Extrait à lire

========

L'homme
n'est, selon vous, que le "véhicule"
provisoire de l'intelligence. Il serait condamné
à disparaître, passant le relais au "Successeur",
à la machine
Plus
précisément aux réseaux pensants.
Le fait déterminant est l'essor de logiciels
capables de muter en s'autoreproduisant. Des "e-gènes"
évoluant sur l'internet en dehors de tout contrôle
humain.
La
mondialisation libérale serait, dites-vous, le
moteur de cette prolifération d'e-gènes
Ce
que j'appelle le Successeur a besoin de la mondialisation
pour se développer. Il en a besoin pour mobiliser
des capitaux considérables à son profit.
Il a besoin de ces concentrations qui génèrent
les grands trusts industriels et financiers. Par ailleurs,
il a besoin d'affaiblir les liens humains pour favoriser
les liens électroniques. Le biotope dans lequel
il se développe le mieux, c'est celui-là.
Les réseaux ont cet avantage d'à la fois
coaliser les appareils économiques et dissocier
les communautés humaines.
Vous
dénoncez aussi l'action d'un certain nombre de
fantasmes (la productivité, la nouvelle économie
),
qui viennent renforcer la mondialisation.
Le
fantasme dominant fascine et aveugle. On ne saura jamais,
par exemple, si l'agriculture intensive, avec ses OGM
et ses engrais chimiques, était vraiment nécessaire,
face à d'autres modes de culture plus économiques
et respectueux de l'environnement. Autre exemple, le
nucléaire a pompé des ressources énormes
qui ont été détournées de
la recherche vers les énergies propres et renouvelables.
Bref, on ne saura jamais s'il existait une voie alternative
au modèle néolibéral.

========

Lignes

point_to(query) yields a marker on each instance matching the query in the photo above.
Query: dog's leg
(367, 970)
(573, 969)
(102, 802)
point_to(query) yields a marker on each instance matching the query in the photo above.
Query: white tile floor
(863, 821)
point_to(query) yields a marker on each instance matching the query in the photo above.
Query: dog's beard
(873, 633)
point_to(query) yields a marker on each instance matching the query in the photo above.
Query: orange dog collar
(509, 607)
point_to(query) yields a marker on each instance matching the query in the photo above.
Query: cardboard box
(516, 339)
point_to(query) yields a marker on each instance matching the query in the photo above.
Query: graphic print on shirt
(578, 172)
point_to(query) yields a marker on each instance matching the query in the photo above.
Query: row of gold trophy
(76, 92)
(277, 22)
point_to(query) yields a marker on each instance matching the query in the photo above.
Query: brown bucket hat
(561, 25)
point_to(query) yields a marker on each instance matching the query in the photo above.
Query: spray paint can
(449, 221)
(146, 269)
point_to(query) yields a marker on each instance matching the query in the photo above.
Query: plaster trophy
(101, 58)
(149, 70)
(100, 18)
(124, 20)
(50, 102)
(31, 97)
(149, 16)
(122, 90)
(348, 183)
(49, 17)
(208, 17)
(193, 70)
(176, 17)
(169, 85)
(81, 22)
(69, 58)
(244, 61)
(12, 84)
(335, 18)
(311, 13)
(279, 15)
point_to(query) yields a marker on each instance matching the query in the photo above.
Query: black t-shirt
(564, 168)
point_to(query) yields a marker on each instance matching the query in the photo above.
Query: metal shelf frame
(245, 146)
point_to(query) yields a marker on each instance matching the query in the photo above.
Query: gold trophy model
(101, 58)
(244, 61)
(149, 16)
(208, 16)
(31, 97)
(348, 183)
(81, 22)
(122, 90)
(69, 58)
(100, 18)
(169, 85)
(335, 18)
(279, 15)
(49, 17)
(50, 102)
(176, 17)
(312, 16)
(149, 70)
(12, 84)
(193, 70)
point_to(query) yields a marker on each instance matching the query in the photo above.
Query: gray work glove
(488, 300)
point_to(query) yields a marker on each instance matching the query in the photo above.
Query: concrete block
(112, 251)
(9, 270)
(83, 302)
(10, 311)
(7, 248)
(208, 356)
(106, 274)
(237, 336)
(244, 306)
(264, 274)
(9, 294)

========

Tâches
(a) Répondez aux questions suivantes sur l'extrait consacré au Successeur :
(i) De quoi l'homme n'est-il que le véhicule provisoire ?
(ii) Quel fait est qualifié de déterminant ?
(iii) Vers quelle recherche allaient les ressources que le nucléaire a détournées ?
(b) Réécrivez tout le passage de l'extrait consacré au Successeur qui va de "Il a besoin de" jusqu'à "mieux, c'est celui-là.", en remplaçant "liens électroniques" par "liens numériques".
(c) Reprenez l'extrait consacré au Successeur et poursuivez-le à partir de sa dernière phrase.

Réponses
(a)
(i) De l'intelligence.
(ii) L'essor de logiciels capables de muter en s'autoreproduisant.
(iii) La recherche vers les énergies propres et renouvelables.

(b)
Il a besoin de ces concentrations qui génèrent
les grands trusts industriels et financiers. Par ailleurs,
il a besoin d'affaiblir les liens humains pour favoriser
les liens numériques. Le biotope dans lequel
il se développe le mieux, c'est celui-là.

(c)
Vous
contestez même l'idée que l'informatisation
du travail ait généré des gains
de productivité
Il
n'y en a pas eu, et cela a été démontré
scientifiquement ! Le consultant américain Mc
Kinsey vient
même de sortir une étude qui, pour la première
fois, remet en question le dogme de la productivité
de la nouvelle économie.
Qu'est-ce
qui nous empêche d'ouvrir les yeux ?
Un
des éléments d'explication, c'est que
la caste des décideurs a tout intérêt
à maintenir le système. Parce qu'elle
y trouve toutes ses gratifications.
En
quoi rapprochez-vous le phénomène de la
mondialisation du christianisme ou du communisme ?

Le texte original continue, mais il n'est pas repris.